* _Material provided_:

::::::

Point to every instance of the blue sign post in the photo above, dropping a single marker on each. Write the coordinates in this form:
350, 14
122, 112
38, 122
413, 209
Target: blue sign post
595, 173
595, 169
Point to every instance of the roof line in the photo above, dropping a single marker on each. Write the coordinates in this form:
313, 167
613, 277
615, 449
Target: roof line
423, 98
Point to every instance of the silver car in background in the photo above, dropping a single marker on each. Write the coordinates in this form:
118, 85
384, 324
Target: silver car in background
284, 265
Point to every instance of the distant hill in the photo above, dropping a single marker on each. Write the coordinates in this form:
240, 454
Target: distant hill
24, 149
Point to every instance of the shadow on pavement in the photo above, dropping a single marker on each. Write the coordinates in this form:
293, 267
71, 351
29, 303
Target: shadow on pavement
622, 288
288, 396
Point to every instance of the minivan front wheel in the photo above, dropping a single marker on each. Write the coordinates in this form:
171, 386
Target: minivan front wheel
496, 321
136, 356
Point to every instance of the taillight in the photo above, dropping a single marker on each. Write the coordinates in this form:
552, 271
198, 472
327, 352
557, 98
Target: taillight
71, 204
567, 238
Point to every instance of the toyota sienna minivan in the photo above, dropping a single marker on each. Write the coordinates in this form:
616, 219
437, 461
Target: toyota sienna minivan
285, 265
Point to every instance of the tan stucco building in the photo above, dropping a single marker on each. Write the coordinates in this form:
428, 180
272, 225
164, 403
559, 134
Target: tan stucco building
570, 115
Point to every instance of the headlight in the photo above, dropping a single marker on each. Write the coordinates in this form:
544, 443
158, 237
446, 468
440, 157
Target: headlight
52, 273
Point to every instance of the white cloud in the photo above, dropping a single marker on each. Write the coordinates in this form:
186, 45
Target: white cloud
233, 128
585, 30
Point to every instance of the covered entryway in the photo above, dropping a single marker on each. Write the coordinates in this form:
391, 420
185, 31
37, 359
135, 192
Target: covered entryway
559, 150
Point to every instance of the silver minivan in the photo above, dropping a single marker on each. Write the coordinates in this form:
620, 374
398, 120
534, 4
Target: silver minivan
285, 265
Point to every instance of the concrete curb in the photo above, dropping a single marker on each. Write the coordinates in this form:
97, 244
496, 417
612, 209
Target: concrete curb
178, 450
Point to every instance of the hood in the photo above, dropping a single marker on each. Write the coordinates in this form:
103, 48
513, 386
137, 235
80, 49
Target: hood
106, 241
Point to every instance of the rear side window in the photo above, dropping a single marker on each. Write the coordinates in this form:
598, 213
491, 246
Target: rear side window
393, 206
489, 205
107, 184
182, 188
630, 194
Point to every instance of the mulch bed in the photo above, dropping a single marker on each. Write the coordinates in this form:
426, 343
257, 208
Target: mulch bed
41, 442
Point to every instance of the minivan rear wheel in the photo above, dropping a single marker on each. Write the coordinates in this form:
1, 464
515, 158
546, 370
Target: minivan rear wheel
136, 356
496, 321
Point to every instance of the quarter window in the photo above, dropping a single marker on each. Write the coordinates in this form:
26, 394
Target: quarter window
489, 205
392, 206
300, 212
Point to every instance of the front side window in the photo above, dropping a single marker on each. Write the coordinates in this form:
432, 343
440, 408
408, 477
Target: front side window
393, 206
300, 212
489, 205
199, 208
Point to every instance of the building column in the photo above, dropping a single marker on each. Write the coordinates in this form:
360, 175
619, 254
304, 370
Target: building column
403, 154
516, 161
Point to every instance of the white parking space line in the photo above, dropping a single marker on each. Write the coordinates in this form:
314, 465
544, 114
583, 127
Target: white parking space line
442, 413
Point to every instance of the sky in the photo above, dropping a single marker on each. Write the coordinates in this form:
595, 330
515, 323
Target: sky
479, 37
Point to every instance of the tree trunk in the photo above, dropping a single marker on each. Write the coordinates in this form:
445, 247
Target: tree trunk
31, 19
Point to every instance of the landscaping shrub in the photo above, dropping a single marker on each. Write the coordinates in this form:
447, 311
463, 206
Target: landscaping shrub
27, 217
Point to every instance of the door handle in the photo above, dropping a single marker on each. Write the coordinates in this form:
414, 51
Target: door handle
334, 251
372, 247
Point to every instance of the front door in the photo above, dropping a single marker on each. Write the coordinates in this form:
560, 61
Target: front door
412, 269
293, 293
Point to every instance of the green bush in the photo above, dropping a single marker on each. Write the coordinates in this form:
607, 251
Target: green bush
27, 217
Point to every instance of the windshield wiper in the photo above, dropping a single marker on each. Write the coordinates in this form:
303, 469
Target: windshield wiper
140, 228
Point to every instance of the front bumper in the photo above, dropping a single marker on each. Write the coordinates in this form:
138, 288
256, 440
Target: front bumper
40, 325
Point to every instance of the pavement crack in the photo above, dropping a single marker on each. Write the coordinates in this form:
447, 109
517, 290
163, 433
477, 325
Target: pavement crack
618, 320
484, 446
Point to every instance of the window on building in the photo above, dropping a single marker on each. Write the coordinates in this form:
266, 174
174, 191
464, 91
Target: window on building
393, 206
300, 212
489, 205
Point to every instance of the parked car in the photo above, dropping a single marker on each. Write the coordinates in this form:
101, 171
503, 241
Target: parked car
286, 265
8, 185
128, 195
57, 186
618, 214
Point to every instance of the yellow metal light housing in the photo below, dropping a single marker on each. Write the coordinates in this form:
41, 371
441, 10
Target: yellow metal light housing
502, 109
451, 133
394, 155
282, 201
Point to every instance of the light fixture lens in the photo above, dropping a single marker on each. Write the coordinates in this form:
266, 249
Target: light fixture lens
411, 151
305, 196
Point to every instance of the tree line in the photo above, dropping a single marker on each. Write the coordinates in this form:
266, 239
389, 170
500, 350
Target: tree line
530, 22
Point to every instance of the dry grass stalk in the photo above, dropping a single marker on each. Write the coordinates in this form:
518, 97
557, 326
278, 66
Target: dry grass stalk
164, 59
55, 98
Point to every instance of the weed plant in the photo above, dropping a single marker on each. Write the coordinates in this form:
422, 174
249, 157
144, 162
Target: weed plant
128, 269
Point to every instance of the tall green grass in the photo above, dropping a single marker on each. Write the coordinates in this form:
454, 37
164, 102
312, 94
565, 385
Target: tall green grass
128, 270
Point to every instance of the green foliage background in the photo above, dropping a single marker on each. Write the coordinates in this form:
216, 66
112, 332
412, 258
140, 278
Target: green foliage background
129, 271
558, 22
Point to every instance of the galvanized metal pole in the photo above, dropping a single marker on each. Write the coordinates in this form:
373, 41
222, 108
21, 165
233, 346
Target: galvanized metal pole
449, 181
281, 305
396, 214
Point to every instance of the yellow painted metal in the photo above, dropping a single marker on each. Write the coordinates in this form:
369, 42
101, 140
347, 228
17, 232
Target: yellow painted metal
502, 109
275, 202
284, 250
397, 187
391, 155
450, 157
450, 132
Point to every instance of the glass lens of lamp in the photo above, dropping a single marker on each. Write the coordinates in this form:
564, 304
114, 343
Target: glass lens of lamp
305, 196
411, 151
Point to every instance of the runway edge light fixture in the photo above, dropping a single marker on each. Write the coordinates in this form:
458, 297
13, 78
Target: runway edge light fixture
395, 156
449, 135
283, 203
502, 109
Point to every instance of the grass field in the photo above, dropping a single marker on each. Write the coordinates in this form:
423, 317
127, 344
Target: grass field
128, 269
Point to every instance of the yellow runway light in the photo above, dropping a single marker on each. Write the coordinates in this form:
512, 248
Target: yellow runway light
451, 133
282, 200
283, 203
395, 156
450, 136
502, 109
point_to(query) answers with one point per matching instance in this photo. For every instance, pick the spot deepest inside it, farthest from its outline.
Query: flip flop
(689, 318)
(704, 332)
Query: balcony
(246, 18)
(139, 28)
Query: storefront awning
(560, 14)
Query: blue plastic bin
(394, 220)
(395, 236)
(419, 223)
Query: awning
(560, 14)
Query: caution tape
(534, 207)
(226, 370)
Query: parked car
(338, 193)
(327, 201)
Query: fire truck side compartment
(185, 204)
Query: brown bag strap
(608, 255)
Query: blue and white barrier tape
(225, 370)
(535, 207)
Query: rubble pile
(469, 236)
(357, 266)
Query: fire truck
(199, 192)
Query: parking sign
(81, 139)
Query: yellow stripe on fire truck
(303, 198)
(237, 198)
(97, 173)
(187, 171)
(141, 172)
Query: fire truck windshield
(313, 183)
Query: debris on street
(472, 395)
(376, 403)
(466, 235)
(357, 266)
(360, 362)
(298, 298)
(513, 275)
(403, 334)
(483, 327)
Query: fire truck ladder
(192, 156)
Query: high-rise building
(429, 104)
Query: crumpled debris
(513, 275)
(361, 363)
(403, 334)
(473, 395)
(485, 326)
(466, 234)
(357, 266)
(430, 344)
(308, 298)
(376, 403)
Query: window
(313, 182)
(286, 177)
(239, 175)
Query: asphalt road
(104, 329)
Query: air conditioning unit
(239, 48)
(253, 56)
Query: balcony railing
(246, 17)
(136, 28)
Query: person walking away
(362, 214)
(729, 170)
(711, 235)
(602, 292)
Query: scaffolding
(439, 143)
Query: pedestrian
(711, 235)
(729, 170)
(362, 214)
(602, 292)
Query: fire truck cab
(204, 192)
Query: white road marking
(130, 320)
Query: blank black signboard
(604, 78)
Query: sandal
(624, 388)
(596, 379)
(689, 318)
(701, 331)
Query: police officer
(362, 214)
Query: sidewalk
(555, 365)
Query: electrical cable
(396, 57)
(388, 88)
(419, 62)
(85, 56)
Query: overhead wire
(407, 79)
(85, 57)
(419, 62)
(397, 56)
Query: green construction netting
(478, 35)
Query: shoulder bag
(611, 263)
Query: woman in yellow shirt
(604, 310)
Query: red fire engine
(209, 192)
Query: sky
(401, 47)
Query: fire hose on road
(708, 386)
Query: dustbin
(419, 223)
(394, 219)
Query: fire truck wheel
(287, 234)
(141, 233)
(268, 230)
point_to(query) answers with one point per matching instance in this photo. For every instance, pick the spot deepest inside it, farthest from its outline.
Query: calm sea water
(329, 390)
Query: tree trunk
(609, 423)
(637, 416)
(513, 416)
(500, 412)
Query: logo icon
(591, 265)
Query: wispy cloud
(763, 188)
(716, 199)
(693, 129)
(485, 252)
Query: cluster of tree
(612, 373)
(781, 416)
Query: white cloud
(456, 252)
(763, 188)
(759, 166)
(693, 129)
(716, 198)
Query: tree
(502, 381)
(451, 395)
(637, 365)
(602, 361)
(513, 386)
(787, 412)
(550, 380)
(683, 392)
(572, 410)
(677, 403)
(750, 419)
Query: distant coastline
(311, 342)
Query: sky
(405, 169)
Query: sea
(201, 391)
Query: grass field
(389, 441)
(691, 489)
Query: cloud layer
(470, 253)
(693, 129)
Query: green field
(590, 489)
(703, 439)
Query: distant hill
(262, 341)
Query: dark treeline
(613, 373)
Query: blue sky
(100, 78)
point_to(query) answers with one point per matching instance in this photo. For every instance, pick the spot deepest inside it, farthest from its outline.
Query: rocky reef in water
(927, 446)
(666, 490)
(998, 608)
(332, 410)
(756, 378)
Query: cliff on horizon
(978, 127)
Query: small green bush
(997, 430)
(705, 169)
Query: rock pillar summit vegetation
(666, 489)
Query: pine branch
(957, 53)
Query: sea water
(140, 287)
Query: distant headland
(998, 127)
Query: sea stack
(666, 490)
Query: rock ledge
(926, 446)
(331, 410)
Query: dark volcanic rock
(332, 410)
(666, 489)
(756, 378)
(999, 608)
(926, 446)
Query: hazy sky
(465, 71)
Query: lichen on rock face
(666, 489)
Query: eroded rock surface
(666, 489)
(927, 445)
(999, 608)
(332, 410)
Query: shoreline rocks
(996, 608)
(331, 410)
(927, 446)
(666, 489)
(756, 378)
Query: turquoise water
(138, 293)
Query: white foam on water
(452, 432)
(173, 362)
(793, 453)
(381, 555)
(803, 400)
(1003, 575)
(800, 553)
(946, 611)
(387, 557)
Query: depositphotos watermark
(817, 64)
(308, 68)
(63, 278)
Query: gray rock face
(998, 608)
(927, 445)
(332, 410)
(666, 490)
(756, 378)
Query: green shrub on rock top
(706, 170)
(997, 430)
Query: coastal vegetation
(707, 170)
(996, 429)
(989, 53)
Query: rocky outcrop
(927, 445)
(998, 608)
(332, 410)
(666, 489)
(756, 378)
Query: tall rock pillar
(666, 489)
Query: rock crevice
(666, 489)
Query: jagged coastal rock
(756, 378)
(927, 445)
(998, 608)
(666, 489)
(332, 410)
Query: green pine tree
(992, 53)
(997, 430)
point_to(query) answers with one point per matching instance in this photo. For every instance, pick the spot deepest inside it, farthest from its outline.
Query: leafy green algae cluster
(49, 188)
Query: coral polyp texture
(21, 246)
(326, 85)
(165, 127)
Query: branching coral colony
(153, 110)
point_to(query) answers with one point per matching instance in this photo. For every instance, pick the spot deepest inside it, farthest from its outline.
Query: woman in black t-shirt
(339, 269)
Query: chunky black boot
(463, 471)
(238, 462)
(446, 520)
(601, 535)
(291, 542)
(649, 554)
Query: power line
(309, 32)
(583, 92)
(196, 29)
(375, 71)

::::::

* _Aim of the exercise_: The answer consists of the line holding "Query: green shrub on rock top" and every line after it up to the end of the records, word for word.

* _Solution to this exercise_:
Query: green shrub on rock top
(706, 170)
(997, 430)
Query: coastal vegetation
(707, 170)
(996, 429)
(989, 53)
Query: rocky outcrop
(927, 445)
(998, 608)
(332, 410)
(666, 489)
(756, 378)
Query: tall rock pillar
(666, 489)
Query: rock crevice
(666, 489)
Query: jagged coastal rock
(756, 378)
(927, 445)
(998, 608)
(666, 489)
(332, 410)
Query: green pine tree
(992, 53)
(997, 430)
point_to(query) answers with one point per matching instance in this photo. For every instance, pick the spot deepest inside it, farthest from its outline.
Query: leafy green algae cluster
(49, 188)
Query: coral polyp texture
(21, 246)
(326, 85)
(165, 127)
Query: branching coral colony
(153, 110)
point_to(query) answers with one point per matching instance in this photo. For every instance, pick the spot deepest inside it, farthest from its outline.
Query: woman in black t-shirt
(339, 269)
Query: chunky black boot
(463, 471)
(238, 462)
(446, 520)
(601, 535)
(291, 542)
(649, 554)
Query: power line
(309, 32)
(583, 92)
(196, 29)
(375, 71)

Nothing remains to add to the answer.